**What you will do:**
1. Write out the stretch of the motor project text from "We present a" through "excellent steady-state performance.", word for word.
2. Repeat, word for word, the stretch of entries from the line that contains "task | put a marker on each instance of the window" through the line that contains "x=377, y=309".

Axial High Torque Limited Angle Motor with Slotless Axial Flux Structure

Parham Hekmati and Mojtaba Mirsalim

(2009-2011)

This project presents a novel limited-angle torque motor as a modified double-sided slotless axial-flux permanent-magnet motor (DSAPM) with a trapezoidal cross section for the stator. A new approach to the magnetic equivalent circuit and semi-three-dimensional (3-D) analytical armature reaction field modeling for the proposed actuator are derived and implemented in the design process. Designing is done based on avoidance of saturation at maximum torque production to prevent distortion of torque characteristic in short-time operations. Next, finite-element analysis is utilized to confirm the accuracy of the design equations and to compare the proposed actuator with conventional industrial limited-angle torque motors and the conventional DSAPM structure. Finally, the proposed actuator is prototyped and its experimental results are presented and discussed. Finite-element analysis and experimental data show better accuracy of the model, electromagnetic capability improvements by this new structure and excellent applicability of the proposed rotary actuator.

Line-Start Permanent-Magnet Motors: Significant Improvements in Starting Torque, Synchronization, and Steady-State Performance

Ali Akbar Damaki and Mojtaba Mirsalim

(2009-2011)

We present a new scheme to improve the starting torque and synchronization capability of line-start permanent-magnet motors based on pole changing winding. Pole changing at start-up neutralizes the magnetic influence of permanent magnets and, therefore, leads to the elimination of braking and pulsating torques, and enhances the starting torque. Our scheme also solves the synchronization problem. We used finite-element analysis to validate the scheme. The simulation results show that the method leads to a high starting torque, good synchronization, and excellent steady-state performance.

**Items:**

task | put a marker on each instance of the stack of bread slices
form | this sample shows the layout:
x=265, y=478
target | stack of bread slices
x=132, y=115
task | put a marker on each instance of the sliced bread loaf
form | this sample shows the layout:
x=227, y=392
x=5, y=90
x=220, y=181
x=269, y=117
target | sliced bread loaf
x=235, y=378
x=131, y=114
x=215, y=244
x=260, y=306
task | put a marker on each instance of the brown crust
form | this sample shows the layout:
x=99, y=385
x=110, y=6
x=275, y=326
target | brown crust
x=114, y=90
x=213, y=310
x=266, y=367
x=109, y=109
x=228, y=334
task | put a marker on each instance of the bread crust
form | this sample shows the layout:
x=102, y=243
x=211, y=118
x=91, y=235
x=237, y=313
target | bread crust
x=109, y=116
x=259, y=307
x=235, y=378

* * *

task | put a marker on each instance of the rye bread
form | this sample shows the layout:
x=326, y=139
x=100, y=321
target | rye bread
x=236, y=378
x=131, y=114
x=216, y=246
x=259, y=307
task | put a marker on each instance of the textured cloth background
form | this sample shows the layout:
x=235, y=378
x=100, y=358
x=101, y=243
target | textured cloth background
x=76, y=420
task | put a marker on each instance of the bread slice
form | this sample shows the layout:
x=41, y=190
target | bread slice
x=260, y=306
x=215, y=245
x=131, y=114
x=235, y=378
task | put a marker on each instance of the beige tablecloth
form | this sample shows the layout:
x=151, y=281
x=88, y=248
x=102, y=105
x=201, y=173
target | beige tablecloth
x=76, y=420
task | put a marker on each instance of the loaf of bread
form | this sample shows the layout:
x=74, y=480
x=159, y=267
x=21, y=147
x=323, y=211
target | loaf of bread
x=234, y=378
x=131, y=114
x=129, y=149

* * *

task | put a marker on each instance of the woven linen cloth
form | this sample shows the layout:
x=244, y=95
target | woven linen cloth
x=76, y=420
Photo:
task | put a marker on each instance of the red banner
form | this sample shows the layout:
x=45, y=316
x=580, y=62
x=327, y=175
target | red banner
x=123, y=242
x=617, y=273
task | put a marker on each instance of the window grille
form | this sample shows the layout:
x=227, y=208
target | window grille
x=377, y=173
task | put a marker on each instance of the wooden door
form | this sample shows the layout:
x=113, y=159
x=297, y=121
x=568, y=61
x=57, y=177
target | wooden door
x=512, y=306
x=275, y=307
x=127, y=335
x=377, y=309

**Complete answers:**
1.
We present a new scheme to improve the starting torque and synchronization capability of line-start permanent-magnet motors based on pole changing winding. Pole changing at start-up neutralizes the magnetic influence of permanent magnets and, therefore, leads to the elimination of braking and pulsating torques, and enhances the starting torque. Our scheme also solves the synchronization problem. We used finite-element analysis to validate the scheme. The simulation results show that the method leads to a high starting torque, good synchronization, and excellent steady-state performance.

2.
task | put a marker on each instance of the window grille
form | this sample shows the layout:
x=227, y=208
target | window grille
x=377, y=173
task | put a marker on each instance of the wooden door
form | this sample shows the layout:
x=113, y=159
x=297, y=121
x=568, y=61
x=57, y=177
target | wooden door
x=512, y=306
x=275, y=307
x=127, y=335
x=377, y=309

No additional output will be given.